- Vorliegender Text

Konzerne haben natürlich irgendwann gemerkt, dass die Arbeiter produktiver bei kürzeren Arbeitszeiten waren. Mit der Zeit wurden die Arbeitszeiten also reduziert.

Die folgende Tabelle zeigt, die durschnittlichen Arbeitszeiten über die Jahre.
Zeitraum Ø tägliche Arbeitszeit Ø wöchentliche Arbeitszeit
um 1800 10-12 60-72
um 1820 11-14 66-80
um 1830-1860 14-16 80-85
1861 - 1870 12-14 78
1871 - 1880 12 72
1891-1895 10,5-11 63-65
1896-1900 10,5 61-63
1901 - 1905 10-10,5 59-61
1906 - 1910 10-10,5 58-60
1911 - 1914 10 54-60
Ankunft
Nach der langen Arbeitszeit waren die Arbeiter sehr angestrengt, das späte Ankommen ließ nicht viel Zeit für Familie.

- Vorliegende Daten

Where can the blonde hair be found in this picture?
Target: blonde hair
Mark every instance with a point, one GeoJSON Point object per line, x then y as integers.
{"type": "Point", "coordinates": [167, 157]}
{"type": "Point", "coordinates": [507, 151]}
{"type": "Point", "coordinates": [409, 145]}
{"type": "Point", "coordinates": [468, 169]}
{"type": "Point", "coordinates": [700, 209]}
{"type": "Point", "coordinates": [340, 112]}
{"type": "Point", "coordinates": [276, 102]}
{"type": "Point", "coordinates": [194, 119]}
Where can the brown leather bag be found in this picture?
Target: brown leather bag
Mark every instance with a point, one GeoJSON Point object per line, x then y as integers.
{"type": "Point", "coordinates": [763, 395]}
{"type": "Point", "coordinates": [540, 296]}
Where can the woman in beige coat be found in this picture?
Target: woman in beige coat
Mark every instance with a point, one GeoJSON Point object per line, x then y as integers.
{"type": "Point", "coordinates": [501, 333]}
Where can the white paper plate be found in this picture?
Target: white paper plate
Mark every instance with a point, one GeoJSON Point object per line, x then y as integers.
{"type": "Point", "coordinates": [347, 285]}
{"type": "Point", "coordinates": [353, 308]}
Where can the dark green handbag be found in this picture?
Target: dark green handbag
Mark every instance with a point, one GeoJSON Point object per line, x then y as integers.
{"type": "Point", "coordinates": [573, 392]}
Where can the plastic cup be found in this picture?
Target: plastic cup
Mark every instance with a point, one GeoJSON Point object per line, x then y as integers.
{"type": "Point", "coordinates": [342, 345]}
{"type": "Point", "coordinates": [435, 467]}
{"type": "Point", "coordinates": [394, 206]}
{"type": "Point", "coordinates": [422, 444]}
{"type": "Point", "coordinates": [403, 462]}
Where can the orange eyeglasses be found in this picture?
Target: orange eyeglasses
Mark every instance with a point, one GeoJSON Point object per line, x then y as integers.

- Aufgabenliste
A) Prüfen Sie, ob die Aussagen (i), (ii) und (iii) mit dem Text über die Arbeitszeiten übereinstimmen, und antworten Sie jeweils mit Ja oder Nein sowie den entscheidenden Worten des Textes als wörtliches Zitat.
(i) Für den Zeitraum um 1830-1860 wird die durchschnittliche wöchentliche Arbeitszeit mit 80-85 angegeben.
(ii) Die Konzerne merkten, dass die Arbeiter bei längeren Arbeitszeiten produktiver waren.
(iii) Das späte Ankommen ließ den Arbeitern viel Zeit für die Familie.
B) Setzen Sie den Text über die Arbeitszeiten bitte im Anschluss an seinen letzten Satz fort.

- Antworten je Aufgabe
A)
(i) Ja: „um 1830-1860 14-16 80-85“
(ii) Nein: „dass die Arbeiter produktiver bei kürzeren Arbeitszeiten waren“
(iii) Nein: „das späte Ankommen ließ nicht viel Zeit für Familie“

B)
Alkohol war da meistens die beste Möglichkeit, um die Strapazen des Tages zu bewältigen. Das Abendessen war, wie die meisten Mahlzeiten, sehr dürftig. Die Nahrungssituation verbesserte sich zwar durch die Industrialisierung, aber die Arbeiter bekamen davon nichts ab.
Das Leben der Arbeiter bestand demnach fast nur aus Arbeiten.
Schlafen
Mit 4 Personen in einem Bett zu schlafen ist natürlich nicht gerade die angenehmste Erfahrung.
Dazu kommt noch der stickige und warme Raum, im Winter auch stickig und kalt. Wer auf Toilette musste, musste den Nachttopf benutzen.
Wenn einer der Mitbewohner krank sein sollte, dann ist es unumgänglich für die Anderen auch krank zu werden. Die schlechten hygenischen Bedingungen förderten nicht gerade die Heilung der Menschen.
Trotz Krankheit gingen die Arbeiter aber zu Arbeit, denn ihren Job konnten sie ganz schnell verlieren und ohne Geld waren sie ziemlich aufgeschmissen.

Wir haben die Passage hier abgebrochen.